[Testo fornito]
####
Detto in parole povere, l’indie attraverserà sicuramente una crisi qualitativa – benché a tasche piene – fino a quando lo scopo degli artisti sarà quello di presenziare a un talent in qualità di giudici oppure autoproclamarsi superospiti a Sanremo. Se invece si ragiona come Cristiano Pizzuti, in futuro verranno piantati sempre più semi in grado di produrre musica di ottima qualità.

I laziali Black Tail nascono dalle macerie dei Desert Motel, una band in grado di importare efficacemente il genere definito americana, un alt rock a forti tinte cantautorali. Il punto di partenza è rappresentato dai padri fondatori del genere, vale a dire Bob Dylan, Neil Young e Bruce Springsteen, ma è dagli anni ’90, con i moderni Elliott Smith, Wilco e Sparklehorse, che il genere sembra aver preso una piega diversa. “Yarn”, nel 2011, è stata l’ultima grande tappa del viaggio dei Desert Motel, un viaggio che l’anno successivo è ricominciato, spinto di nuovo dall’estro di Pizzuti.

Nei boschi appena fuori Boston, Cristiano si trova insieme ad alcuni amici quando vede spuntare un cervo dalla coda nera. Il paesaggio rurale americano, la solitudine di quei posti che non sono città né provincia, il desiderio di riprendere a raccontare qualcosa, fanno sì che quella coda nera diventi l’ispirazione intorno alla quale iniziare un nuovo corso.

Ancora in collaborazione con l’etichetta indipendente Mia Cameretta, coadiuvata da Lady Sometimes e supportata dalla strumentazione e dall’ingegneria sonora dell’ottimo Filippo Strang, il 13 marzo esce “You can dream it in reverse”, terzo album dopo gli ottimi “Springtime” (2015) e “One day we drove out of time” (2017). Nei due precedenti lavori il titolo nascondeva il messaggio che Pizzuti (voce, chitarre e tastiere), Roberto Bonfanti (batteria e percussioni) e Luca Cardone (basso) volevano inviare all’ascoltatore, una sorta di motivo che ha portato a scriverne i pezzi.

Non fa eccezione “You can dream it in reverse”, che in nove tracce compie un onirico viaggio indietro nel tempo: l’adolescenza rivissuta con gli occhi di un adulto, che ripercorre i sogni musicali della sua gioventù. Adesso è il momento giusto per scrivere l’album voluto a sedici anni, ma allo stesso tempo non è possibile. Oggi, come allora, la realtà circostante spinge verso posti diversi rispetto a dove l’autore desidera andare. E’ per questo che nasce l’esigenza di comunicare disorientamento, in un mondo che ora dopo ora cambia il suo linguaggio, anche musicale.

Sotto il profilo musicale, il disco vive di un’equilibrata contrapposizione tra arpeggi cristallini e riff distorti. In sottofondo, talvolta si ascolta il rumore di nastri sporchi, proprio a voler rimarcare il suono di quelle registrazioni adolescenziali fatte in casa con mezzi di fortuna. La voce di Cristiano poggia in modo efficace sull’intero impianto sonoro, planando sulla musica in modo discreto, senza sovrastare il resto.
####
[Elenco attività]
a - Riduci a un elenco puntato il paragrafo del testo sui Black Tail che comincia con «Ancora in collaborazione», conservandone i fatti principali.
b - Per favore, scrivi il seguito del testo sui Black Tail a partire dalla sua ultima frase.
Le righe che seguono non hanno alcun legame con il testo sui Black Tail.
####
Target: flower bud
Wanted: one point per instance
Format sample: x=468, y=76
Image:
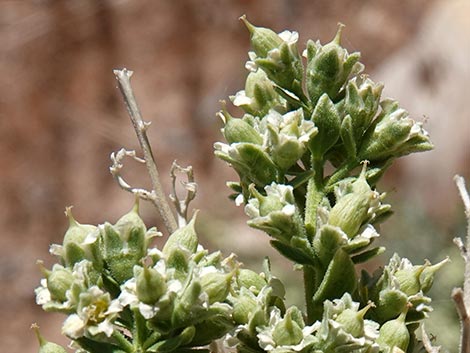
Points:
x=217, y=285
x=394, y=333
x=251, y=280
x=244, y=306
x=352, y=209
x=426, y=278
x=183, y=312
x=131, y=228
x=326, y=241
x=212, y=329
x=59, y=281
x=46, y=346
x=251, y=162
x=329, y=67
x=393, y=134
x=184, y=237
x=262, y=39
x=150, y=285
x=408, y=279
x=259, y=96
x=74, y=247
x=361, y=104
x=275, y=213
x=287, y=331
x=353, y=321
x=288, y=136
x=327, y=120
x=347, y=136
x=340, y=277
x=238, y=130
x=390, y=304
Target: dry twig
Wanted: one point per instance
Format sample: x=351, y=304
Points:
x=156, y=196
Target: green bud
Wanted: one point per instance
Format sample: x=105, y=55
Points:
x=408, y=278
x=244, y=306
x=361, y=103
x=238, y=130
x=329, y=67
x=184, y=237
x=259, y=96
x=351, y=210
x=44, y=345
x=287, y=331
x=131, y=228
x=118, y=256
x=173, y=343
x=394, y=333
x=393, y=134
x=184, y=312
x=327, y=120
x=276, y=213
x=347, y=136
x=390, y=304
x=150, y=284
x=288, y=136
x=340, y=277
x=426, y=278
x=59, y=280
x=262, y=39
x=251, y=162
x=353, y=321
x=326, y=241
x=74, y=249
x=278, y=56
x=251, y=280
x=217, y=285
x=211, y=329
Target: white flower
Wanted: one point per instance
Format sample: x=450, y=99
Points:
x=241, y=99
x=95, y=314
x=73, y=327
x=43, y=295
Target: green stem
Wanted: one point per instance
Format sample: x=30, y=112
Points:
x=123, y=343
x=341, y=173
x=314, y=196
x=140, y=330
x=309, y=285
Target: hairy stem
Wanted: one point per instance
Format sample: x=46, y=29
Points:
x=123, y=77
x=309, y=285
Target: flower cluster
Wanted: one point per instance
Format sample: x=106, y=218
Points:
x=309, y=121
x=118, y=291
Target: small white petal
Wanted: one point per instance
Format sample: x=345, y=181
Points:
x=239, y=200
x=288, y=210
x=73, y=327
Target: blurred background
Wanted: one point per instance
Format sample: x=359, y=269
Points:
x=61, y=116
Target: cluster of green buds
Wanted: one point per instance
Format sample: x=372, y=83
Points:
x=122, y=295
x=309, y=121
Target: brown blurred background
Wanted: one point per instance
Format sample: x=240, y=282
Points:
x=61, y=116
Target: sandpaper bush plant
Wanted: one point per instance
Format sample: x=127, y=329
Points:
x=314, y=138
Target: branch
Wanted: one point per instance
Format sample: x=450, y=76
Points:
x=115, y=169
x=190, y=186
x=462, y=297
x=159, y=200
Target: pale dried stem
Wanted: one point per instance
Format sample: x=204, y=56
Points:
x=158, y=198
x=427, y=342
x=462, y=297
x=190, y=186
x=115, y=169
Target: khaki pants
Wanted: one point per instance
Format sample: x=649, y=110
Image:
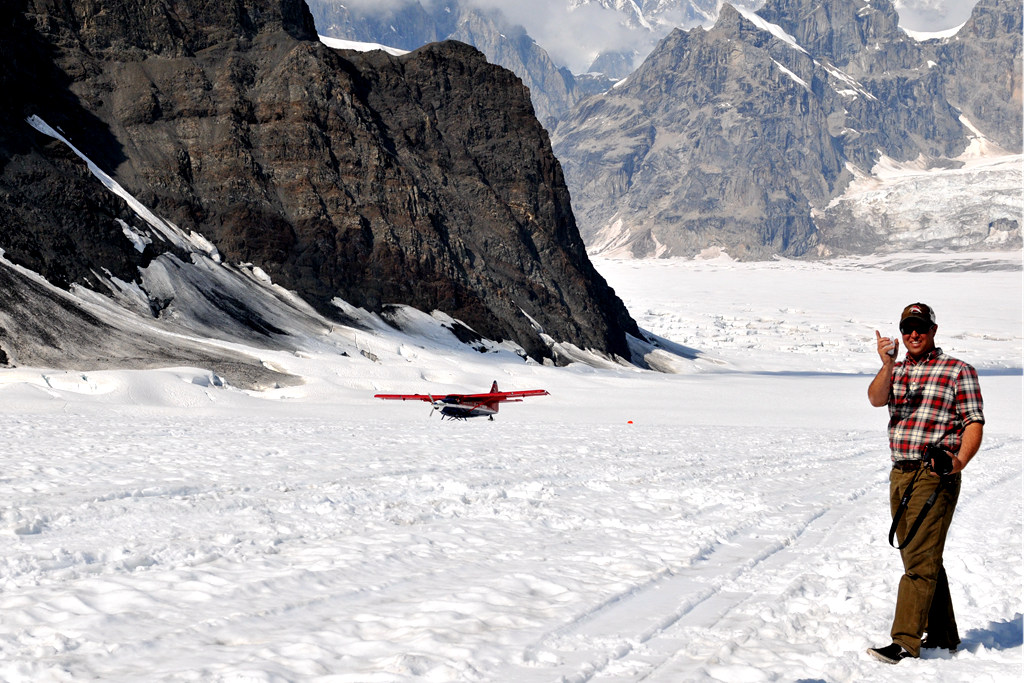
####
[Soluzioni esercizio]
a -
- Il 13 marzo esce "You can dream it in reverse", realizzato ancora con l'etichetta indipendente Mia Cameretta, coadiuvata da Lady Sometimes.
- La strumentazione e l'ingegneria sonora sono di Filippo Strang.
- È il terzo album, dopo "Springtime" (2015) e "One day we drove out of time" (2017).
- La formazione è composta da Pizzuti (voce, chitarre e tastiere), Roberto Bonfanti (batteria e percussioni) e Luca Cardone (basso).
- Nei due lavori precedenti il titolo racchiudeva il messaggio destinato all'ascoltatore, il motivo da cui sono nati i pezzi.

b -
“You can dream it in reverse” è un disco pieno di rimpianti, il racconto di innumerevoli errori, affrontati però con sano fatalismo e non con rassegnazione. Non è mai un “se fosse andata in quel modo, forse ora…”, bensì “sono qui anche grazie a…”. Molta importanza viene data anche alla descrizione degli scenari circostanti – dal negozio all’angolo di casa all’albero che si appoggia sul terreno, uno spazio nel quale ci passa la città intera – istantanee che cristallizzano il momento in cui il singolo pezzo sta venendo al mondo.

Il lavoro può essere idealmente diviso in tre parti. Una buona introduzione (China blue) centra subito il punto del discorso: “I get statics on the radio and I feel so far from home”, un tema urbano e di cattivo adattamento alla realtà cittadina che viene ripreso in Stars colliding. C’è appena il tempo – in Sequoia – per trovare conforto in una canzone radicata in fondo al cuore, come un albero secolare.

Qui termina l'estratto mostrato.